When you restate the entries that follow, keep every word exactly and drop the pictures.

(Task inputs):
━━━━━━
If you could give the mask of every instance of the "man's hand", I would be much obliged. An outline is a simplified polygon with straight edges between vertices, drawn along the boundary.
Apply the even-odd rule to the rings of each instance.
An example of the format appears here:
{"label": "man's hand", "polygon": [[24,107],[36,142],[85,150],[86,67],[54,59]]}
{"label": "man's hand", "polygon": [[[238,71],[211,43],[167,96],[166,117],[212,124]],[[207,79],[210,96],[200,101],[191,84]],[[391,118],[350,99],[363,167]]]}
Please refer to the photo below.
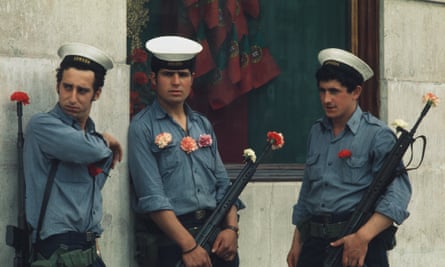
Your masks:
{"label": "man's hand", "polygon": [[332,242],[331,246],[344,246],[342,257],[344,267],[362,267],[368,252],[368,242],[358,233],[353,233]]}
{"label": "man's hand", "polygon": [[212,267],[212,261],[207,251],[201,246],[198,246],[191,252],[183,254],[182,262],[185,267]]}
{"label": "man's hand", "polygon": [[238,249],[238,235],[231,229],[222,230],[213,242],[212,253],[225,261],[235,259]]}
{"label": "man's hand", "polygon": [[109,133],[103,133],[102,136],[105,141],[107,141],[108,147],[111,149],[111,151],[113,151],[113,162],[111,163],[111,168],[114,169],[114,166],[117,164],[117,162],[122,160],[122,156],[124,154],[121,144]]}
{"label": "man's hand", "polygon": [[301,239],[300,239],[300,231],[295,228],[294,238],[292,239],[291,248],[287,254],[287,266],[295,267],[297,266],[298,257],[301,252]]}

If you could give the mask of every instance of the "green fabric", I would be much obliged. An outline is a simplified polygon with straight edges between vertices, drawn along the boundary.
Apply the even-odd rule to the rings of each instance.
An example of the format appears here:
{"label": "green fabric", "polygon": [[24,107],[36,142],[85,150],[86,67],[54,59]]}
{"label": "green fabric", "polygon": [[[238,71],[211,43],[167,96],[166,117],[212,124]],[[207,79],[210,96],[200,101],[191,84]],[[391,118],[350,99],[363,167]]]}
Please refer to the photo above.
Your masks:
{"label": "green fabric", "polygon": [[276,130],[286,143],[269,162],[304,163],[309,128],[322,115],[317,55],[327,47],[347,48],[348,1],[260,2],[257,30],[281,74],[249,94],[249,145],[262,147],[264,134]]}

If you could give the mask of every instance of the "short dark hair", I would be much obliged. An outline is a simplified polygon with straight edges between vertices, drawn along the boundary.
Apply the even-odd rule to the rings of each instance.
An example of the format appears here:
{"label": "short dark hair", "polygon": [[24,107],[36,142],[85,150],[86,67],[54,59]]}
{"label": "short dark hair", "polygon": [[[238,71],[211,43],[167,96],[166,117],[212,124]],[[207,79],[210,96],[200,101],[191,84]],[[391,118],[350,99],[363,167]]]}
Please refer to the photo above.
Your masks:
━━━━━━
(Answer section):
If you could give the mask of every instance of the "man's hand", I would be much obliged. An outline is a simplified polygon with straight edges between vertices, drawn along the boundary.
Apply the even-odd rule to the rings of each instance.
An example of the format appears here:
{"label": "man's hand", "polygon": [[24,107],[36,142],[85,150],[86,67],[54,59]]}
{"label": "man's hand", "polygon": [[[238,71],[211,43],[167,96],[166,117],[212,124]],[[207,79],[210,96],[200,101],[191,84]],[[391,118],[350,99],[363,167]]]}
Please refer to the photo below.
Your masks:
{"label": "man's hand", "polygon": [[332,242],[331,246],[344,246],[342,257],[344,267],[362,267],[368,252],[368,242],[358,233],[353,233]]}
{"label": "man's hand", "polygon": [[212,267],[212,261],[207,251],[201,246],[198,246],[191,252],[183,254],[182,262],[185,267]]}
{"label": "man's hand", "polygon": [[238,249],[238,235],[231,229],[222,230],[213,242],[212,253],[225,261],[235,259]]}
{"label": "man's hand", "polygon": [[109,133],[103,133],[102,136],[105,141],[107,141],[108,147],[111,149],[111,151],[113,151],[113,162],[111,163],[111,168],[114,169],[114,166],[117,164],[117,162],[122,160],[122,156],[124,154],[121,144]]}
{"label": "man's hand", "polygon": [[301,239],[300,239],[300,231],[295,228],[294,238],[292,239],[291,248],[287,254],[287,266],[295,267],[297,266],[298,257],[301,252]]}

If you could give the mask of every instance of the "green fabric", I would be much obliged. An outline is a simplified polygon with straight edges between vertices, drawn along the boundary.
Apply the even-odd rule to the rings of each instance.
An example of the format appears here:
{"label": "green fabric", "polygon": [[24,107],[36,142],[85,150],[86,67],[54,59]]}
{"label": "green fabric", "polygon": [[[238,71],[211,43],[167,96],[166,117],[212,124]],[[207,79],[210,96],[200,101],[191,84]],[[391,118],[350,99],[363,167]]]}
Please refer to the photo above.
Your masks:
{"label": "green fabric", "polygon": [[276,130],[286,143],[269,162],[304,163],[309,128],[322,115],[317,55],[327,47],[347,48],[348,1],[260,2],[257,30],[281,74],[249,94],[249,145],[262,147],[264,134]]}

If you could give the mask of every instance of the "short dark hair", I would be much obliged. An outline is a simplified polygon with straight edges between vertices, drawn along the boundary.
Apply the even-odd rule to the rings of each instance.
An example of the format appears here:
{"label": "short dark hair", "polygon": [[24,107],[36,142],[85,150],[86,67],[54,59]]}
{"label": "short dark hair", "polygon": [[[238,71],[211,43],[167,96],[166,117],[212,124]],[[207,79],[210,96],[200,101],[191,84]],[[391,118],[350,99],[363,167]]]}
Please refer to the photo above.
Your masks:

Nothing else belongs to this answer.